Texte d'étude:
◆ ◆ ◆

Par Alain Prigent
Née le 22 avril 1917 à Kergrist-Moëlou (Côtes-du-Nord, Côtes-d’Armor), morte le 8 avril 2006 à Durfort (Gard) ; institutrice ; militante du PC clandestin et internée ; responsable de l’UFF des Côtes-du-Nord ; membre de la direction du PCF des Côtes-du-Nord ; députée des Côtes-du-Nord (1947-1951).
Son père, M. Le Chevalier, était marchand de bois (selon le registre d’état civil), sabotier (selon la déclaration de sa fille). Ses parents, ruinés par la crise économique des années 1930, étaient influencés par l’Église. Hélène Le Chevalier fit ses études à l’école primaire communale puis prépara le concours d’entrée à l’école normale au cours complémentaire de Rostrenen. Elle fut reçue première au concours en 1935 mais échoua à la visite médicale pour cause présumée de tuberculose. En contact avec l’épouse de l’écrivain Louis Guilloux, professeur de lettres à l’École normale d’institutrices de Saint-Brieuc, elle prépara le baccalauréat avec la promesse d’être réintégrée après révision de sa situation.
Son frère Guénolé Le Chevalier, sabotier également, était secrétaire de la cellule communiste de Kergrist-Moëlou. Il décéda brutalement en juin 1938. Hélène Le Chevalier rencontra Marcel Cachin lors d’un meeting à Maël-Carhaix (Côtes-du-Nord, Côtes-d’Armor) fin octobre 1938. Au moment la déclaration de la guerre, elle fut en contact avec les militants du Parti communiste entrés dans la clandestinité, en particulier Francis Marzin. À la Toussaint 1939, elle fut nommée institutrice suppléante à Mellionnec (Côtes-du-Nord, Côtes-d’Armor) où elle rencontra deux autres institutrices qui s’engagèrent ensuite dans la Résistance, Maria Chevallier* et Élise Masson*.

◆ ◆ ◆

(Enregistrements du jeu de données)
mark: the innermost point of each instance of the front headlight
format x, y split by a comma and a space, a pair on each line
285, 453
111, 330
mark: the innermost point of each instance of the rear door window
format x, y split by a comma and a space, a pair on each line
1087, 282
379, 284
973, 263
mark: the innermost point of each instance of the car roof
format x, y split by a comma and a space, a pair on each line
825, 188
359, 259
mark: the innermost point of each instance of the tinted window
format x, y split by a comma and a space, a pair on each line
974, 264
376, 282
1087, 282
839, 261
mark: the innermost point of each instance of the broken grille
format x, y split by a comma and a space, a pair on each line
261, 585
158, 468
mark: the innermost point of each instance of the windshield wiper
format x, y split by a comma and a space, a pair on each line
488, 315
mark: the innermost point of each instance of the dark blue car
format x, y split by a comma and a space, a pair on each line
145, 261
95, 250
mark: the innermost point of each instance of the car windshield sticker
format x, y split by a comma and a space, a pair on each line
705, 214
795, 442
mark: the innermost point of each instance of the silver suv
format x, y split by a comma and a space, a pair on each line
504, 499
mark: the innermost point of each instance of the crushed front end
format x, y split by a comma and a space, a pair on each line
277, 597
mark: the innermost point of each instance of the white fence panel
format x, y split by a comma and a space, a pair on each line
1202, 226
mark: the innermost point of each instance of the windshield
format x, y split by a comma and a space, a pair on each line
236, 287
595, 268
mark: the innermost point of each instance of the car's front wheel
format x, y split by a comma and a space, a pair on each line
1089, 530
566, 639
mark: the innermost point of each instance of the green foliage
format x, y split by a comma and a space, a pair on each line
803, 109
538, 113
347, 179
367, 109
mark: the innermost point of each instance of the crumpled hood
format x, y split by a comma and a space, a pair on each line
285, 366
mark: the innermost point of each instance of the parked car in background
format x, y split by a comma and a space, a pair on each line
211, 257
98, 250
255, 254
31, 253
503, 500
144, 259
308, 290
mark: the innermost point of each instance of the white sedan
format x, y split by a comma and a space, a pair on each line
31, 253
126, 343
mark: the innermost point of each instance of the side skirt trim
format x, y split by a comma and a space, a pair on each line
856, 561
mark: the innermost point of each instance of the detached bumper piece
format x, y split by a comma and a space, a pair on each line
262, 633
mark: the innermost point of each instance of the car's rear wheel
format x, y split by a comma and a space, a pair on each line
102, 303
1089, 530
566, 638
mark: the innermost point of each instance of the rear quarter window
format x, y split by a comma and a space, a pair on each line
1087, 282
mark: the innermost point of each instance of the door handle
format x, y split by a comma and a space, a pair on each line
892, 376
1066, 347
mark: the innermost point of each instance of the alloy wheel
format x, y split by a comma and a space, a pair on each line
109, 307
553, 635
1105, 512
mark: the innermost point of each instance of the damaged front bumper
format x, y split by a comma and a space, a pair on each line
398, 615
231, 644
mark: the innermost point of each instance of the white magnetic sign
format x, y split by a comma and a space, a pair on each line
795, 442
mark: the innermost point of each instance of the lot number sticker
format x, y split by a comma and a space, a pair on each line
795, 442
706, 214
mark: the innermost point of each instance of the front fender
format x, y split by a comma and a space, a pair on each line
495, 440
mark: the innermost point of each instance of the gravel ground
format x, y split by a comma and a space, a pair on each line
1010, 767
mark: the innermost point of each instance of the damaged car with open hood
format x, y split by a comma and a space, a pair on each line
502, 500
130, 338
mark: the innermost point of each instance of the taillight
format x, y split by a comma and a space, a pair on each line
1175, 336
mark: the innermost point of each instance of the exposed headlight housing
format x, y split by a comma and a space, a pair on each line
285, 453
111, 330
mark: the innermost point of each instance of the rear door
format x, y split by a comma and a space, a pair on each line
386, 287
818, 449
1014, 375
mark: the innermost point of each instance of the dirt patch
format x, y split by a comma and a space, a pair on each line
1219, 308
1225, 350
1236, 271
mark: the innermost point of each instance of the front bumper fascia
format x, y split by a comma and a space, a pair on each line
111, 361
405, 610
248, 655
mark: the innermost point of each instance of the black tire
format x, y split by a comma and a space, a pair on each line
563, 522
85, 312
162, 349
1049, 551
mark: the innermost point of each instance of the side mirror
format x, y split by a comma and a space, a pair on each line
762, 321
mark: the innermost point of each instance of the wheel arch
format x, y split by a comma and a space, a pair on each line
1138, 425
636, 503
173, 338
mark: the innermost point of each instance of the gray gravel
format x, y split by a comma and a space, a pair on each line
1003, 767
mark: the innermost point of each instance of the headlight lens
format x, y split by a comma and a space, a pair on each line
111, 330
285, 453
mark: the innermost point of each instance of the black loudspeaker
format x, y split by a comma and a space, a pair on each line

◆ ◆ ◆

Tâche A:
Répondez aux questions suivantes à partir de la notice biographique sur Hélène Le Chevalier :
(i) En quelle année fut-elle reçue première au concours d'entrée à l'école normale ?
(ii) Quelle fonction son frère Guénolé occupait-il ?
(iii) Dans quelle commune fut-elle nommée institutrice suppléante à la Toussaint 1939 ?
Tâche B:
Relevez, s'il vous plaît, toutes les localités nommées dans la notice biographique, sans compter les départements.
Tâche C:
Écrivez la suite de la notice biographique sur Hélène Le Chevalier à partir de sa dernière phrase.
Les entrées forment un matériau à part, distinct de la notice biographique.

Réponse A:
(i) En 1935.
(ii) Il était secrétaire de la cellule communiste de Kergrist-Moëlou.
(iii) À Mellionnec.

Réponse B:
Kergrist-Moëlou, Durfort, Rostrenen, Saint-Brieuc, Maël-Carhaix, Mellionnec.

Réponse C:
Elle adhéra au parti communiste clandestin en octobre 1940 constituant avec son amie Rosa Le Hénaff* un premier noyau dans sa commune natale. Rapidement elle fut en contact avec François Jégou*, ouvrier agricole, et Yves Grégoire*, bourrelier, formant un premier triangle du PC clandestin dans le secteur. Dans le même temps, faisant partie de la direction départementale du Secours populaire avec Joseph Debord et Yvette Le Quéinec*, elle organisa l’aide aux familles de prisonniers. Cette activité la mit en contact avec les structures interrégionales féminines organisées autour de Denise Ginolin, Marie Miry*, Yvonne Dissoubray puis Simone Bastien. Elle fut arrêtée le 18 mars 1943. Son interpellation donna lieu à une manifestation spontanée de femmes dans la commune. Interrogée à Saint-Brieuc, elle fut emprisonnée pendant cinq mois à Guingamp. Elle fut ensuite transférée le 20 août 1943 au camp de La Lande à Monts (Indre-et-Loire). Elle fut libérée le 20 décembre 1943. En contact avec Jean Le Jeune* et la direction du PC clandestin, elle entra dans la clandestinité à la fin du mois de décembre 1943 se cachant près de Plestin-les-Grèves. Au bout de quelques semaines, elle fut affectée à l’état-major du PC clandestin dans une petite ferme à Saint-Nicolas-du-Pélem. Elle fut la secrétaire de Poirot*, Maurin, et de Louis Picart jusqu’à la libération du département au début août 1944. Elle créa avec Madeleine Bello*, membre du CDL, l’UFF (Union des femmes françaises) qui devint rapidement une organisation de masse dans le département regroupant plusieurs milliers de femmes venant d’horizons politiques différents. Hélène Le Chevalier organisa le congrès de mars 1945 entourée de Maria Rabaté*, la direction nationale, et de Jeanne Mazier* (SFIO) et Georgette Manesse* (PCF).
Elle épousa Jean Le Jeune à la mairie de Kergrist-Moëlou, le 16 août 1945 ; le couple eut un enfant. Dans le même temps, elle intégra la direction départementale de la puissante fédération du PCF des Côtes-du-Nord. Membre du comité (1945-1949), elle fut élue au bureau en 1949, y siégeant jusqu’à son départ pour la Manche fin 1954.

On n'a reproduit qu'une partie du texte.